> **Text passage**
════
There’s a blissful moment right at the beginning of Happy Valley Season 3 when everybody actually seems happy.
It’s our first time seeing Sally Wainwright’s characters in seven years since Season 2, and as the extended family of Cawoods, Cartwrights, and Gallaghers sit around the table together laughing and making smalltalk there’s the sense that they may finally have managed to find some peace. That maybe the ghost of Tommy Lee Royce (James Norton), still in prison serving a life sentence for the events of Season 1, has finally stopped haunting them.
Needless to say, it doesn’t last. This glimpse of happiness is only fleeting. It isn’t long before everyone is plunged headlong back into a familiar sea of misery, with hidden secrets and tensions creeping in as the group slowly but surely fractures. It’s the Happy Valley we know and love, and I’m pleased to report that it’s every bit as bleak and brilliant as the first two seasons.
What’s Happy valley Season 3 about?
The show’s final season follows a similar pattern to Season 2. On the one hand we have the core, ongoing story of Sergeant Catherine Cawood (Sarah Lancashire), her troubled, now teenage grandson Ryan (Rhys Connah), and his biological father, Tommy Lee Royce, the man responsible for her daughter Becky’s death.
Ryan is that little bit older, and his questions about his father haven’t gone away. But Catherine, who finished Season 2 increasingly worried about the effect Tommy might have had on her grandson, is still just as desperate as ever to keep them apart.
In the background, meanwhile, is a new story concerning Ryan’s horribly abusive gym teacher, his wife who is addicted to pain medication, the dodgy pharmacist supplying her under-the-counter, and the drug dealers who threaten him after they find out he’s been dealing on their turf.
It sounds complicated, and there is a lot going on. But in Wainright’s hands, the disparate elements all connect and complement each other in the end.
The big time jump works well.
It’s not often you have a show that takes a seven-year break in between seasons. Having such a large time gap comes with its risks. Will the audience still care about or remember the characters after all that time? Does it make sense for the story? Fortunately, in Happy Valley, the time jump actually helps. If Season 3 had followed straight on from Season 2, the show’s underlying sense of gritty realism might have been stretched a bit — how many years in a row can things really go so wrong for these families? But the seven-year jump comes with its own tensions and mysteries. What has happened to Tommy in prison to make his appearance so different? What kind of teenager has Ryan grown into? What’s happened in the lives of all these characters since we last saw them?
It’s like seeing a group of people again that you came to care about, but haven’t had the chance to catch up with in years.
Happy Valley is not for everyone.
════
> **Task set**
a – In the Happy Valley review, how many years separate Season 2 from Season 3?
b – According to the Happy Valley review, why does the long time jump help the show rather than hurt it?
c – Translate this sentence from the Happy Valley review into Spanish: "Ryan is that little bit older, and his questions about his father haven’t gone away."
════
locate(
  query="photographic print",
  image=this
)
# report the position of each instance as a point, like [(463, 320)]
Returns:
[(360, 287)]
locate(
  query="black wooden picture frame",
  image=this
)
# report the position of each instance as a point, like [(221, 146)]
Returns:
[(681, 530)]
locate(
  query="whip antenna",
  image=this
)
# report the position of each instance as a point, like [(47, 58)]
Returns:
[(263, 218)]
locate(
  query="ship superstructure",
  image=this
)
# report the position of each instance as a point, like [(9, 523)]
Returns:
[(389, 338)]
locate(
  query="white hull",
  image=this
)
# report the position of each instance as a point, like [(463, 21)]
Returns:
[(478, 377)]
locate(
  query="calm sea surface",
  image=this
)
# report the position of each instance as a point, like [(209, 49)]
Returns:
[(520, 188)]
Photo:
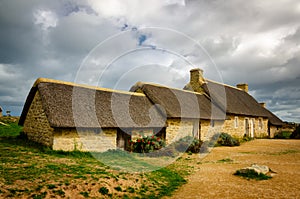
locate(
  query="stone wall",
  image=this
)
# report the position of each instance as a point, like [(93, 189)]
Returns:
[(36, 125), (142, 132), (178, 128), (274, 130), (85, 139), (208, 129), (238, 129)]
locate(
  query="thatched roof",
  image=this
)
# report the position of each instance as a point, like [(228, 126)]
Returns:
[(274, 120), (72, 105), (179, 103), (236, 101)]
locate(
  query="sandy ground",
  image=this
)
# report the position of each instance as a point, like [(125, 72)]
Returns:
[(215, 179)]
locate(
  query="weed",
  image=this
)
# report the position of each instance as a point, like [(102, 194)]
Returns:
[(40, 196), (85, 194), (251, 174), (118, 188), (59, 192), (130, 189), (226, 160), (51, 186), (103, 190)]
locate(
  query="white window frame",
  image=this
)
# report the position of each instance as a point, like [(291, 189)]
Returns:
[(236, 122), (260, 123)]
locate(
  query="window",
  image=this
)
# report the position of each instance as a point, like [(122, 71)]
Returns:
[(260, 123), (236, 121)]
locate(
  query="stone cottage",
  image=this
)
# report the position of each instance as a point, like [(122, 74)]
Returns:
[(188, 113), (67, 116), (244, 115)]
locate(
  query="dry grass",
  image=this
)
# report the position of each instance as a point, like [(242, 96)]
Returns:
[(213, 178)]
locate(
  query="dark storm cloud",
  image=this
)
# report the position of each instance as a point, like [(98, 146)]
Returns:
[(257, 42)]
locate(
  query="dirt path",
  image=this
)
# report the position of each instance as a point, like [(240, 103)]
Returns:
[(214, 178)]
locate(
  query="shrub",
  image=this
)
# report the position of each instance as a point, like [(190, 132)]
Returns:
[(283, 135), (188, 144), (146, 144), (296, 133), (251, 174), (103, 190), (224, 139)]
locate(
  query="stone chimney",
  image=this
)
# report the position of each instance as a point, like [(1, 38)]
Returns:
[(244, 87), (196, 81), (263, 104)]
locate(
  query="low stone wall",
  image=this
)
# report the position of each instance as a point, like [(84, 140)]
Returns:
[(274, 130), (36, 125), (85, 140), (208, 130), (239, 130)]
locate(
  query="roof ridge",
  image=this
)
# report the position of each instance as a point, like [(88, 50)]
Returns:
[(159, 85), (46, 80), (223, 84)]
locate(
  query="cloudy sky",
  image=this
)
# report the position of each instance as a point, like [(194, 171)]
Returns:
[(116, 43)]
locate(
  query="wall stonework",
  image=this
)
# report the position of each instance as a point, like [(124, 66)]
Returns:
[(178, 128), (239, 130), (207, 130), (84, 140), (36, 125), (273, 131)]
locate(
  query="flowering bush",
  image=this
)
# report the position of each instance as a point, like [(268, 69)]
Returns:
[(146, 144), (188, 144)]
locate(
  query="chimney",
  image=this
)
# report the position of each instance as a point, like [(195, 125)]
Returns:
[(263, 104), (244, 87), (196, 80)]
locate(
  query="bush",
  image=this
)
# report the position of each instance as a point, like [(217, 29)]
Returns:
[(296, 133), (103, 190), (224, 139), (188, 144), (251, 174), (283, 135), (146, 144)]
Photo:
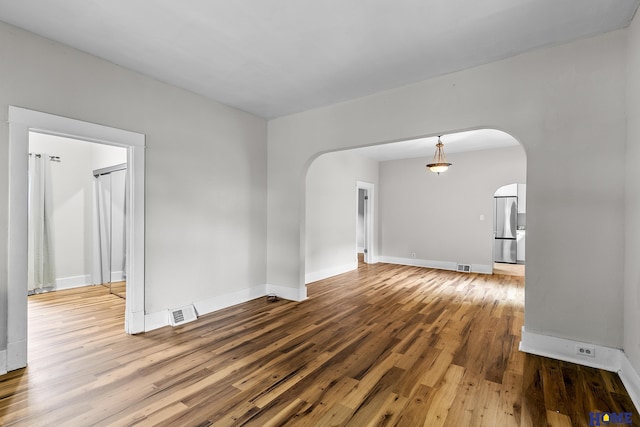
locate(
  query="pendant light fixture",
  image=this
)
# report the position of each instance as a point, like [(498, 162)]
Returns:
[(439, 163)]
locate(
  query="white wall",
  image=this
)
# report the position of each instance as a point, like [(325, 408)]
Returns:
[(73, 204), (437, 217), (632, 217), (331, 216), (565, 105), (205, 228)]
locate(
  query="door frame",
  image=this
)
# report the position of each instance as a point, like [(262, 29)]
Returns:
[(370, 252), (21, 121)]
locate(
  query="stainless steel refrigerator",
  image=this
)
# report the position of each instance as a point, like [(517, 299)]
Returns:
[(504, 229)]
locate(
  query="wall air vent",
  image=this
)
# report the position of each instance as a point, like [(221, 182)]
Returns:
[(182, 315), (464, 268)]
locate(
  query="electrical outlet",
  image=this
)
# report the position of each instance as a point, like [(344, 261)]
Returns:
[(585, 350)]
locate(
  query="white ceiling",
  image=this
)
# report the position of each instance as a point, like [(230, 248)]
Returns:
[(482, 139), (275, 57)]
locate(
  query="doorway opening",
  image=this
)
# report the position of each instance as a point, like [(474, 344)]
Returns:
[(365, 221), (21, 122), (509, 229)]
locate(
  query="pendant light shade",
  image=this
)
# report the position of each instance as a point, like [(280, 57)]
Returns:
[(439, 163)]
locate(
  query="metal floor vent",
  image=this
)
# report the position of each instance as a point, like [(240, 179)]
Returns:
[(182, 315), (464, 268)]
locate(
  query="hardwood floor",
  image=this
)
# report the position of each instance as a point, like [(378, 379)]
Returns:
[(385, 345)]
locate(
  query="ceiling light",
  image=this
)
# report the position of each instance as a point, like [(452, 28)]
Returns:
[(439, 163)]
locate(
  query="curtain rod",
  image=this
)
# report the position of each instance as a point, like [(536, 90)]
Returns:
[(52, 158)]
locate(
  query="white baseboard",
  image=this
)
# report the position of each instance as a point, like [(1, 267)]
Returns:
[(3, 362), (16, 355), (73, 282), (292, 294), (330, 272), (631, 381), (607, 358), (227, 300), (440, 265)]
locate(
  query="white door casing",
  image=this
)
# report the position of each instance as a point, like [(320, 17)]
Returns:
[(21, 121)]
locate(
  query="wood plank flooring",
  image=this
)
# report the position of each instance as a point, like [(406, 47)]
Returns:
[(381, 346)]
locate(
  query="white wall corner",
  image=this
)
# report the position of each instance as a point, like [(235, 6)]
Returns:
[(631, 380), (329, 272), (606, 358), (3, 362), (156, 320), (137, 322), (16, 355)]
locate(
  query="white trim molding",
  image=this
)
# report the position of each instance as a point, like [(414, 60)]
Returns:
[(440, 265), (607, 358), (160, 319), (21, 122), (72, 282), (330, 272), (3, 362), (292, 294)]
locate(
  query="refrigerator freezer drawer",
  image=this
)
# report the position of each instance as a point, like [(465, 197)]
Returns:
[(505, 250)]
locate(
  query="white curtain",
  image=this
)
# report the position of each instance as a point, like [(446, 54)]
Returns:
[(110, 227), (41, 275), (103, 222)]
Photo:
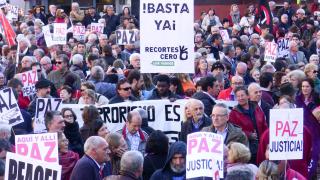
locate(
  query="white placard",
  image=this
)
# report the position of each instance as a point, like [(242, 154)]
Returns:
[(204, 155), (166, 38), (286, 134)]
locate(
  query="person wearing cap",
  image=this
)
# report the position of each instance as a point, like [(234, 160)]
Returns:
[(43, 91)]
════
> **Response list**
a – Seven years.

b – If Season 3 had followed straight on from Season 2, the show's gritty realism might have been stretched, since it would be hard to believe things could go so wrong for these families so many years in a row. The seven-year jump also brings its own tensions and mysteries, such as what happened to Tommy in prison and what kind of teenager Ryan has become.

c – Ryan es un poco mayor, y sus preguntas sobre su padre no han desaparecido.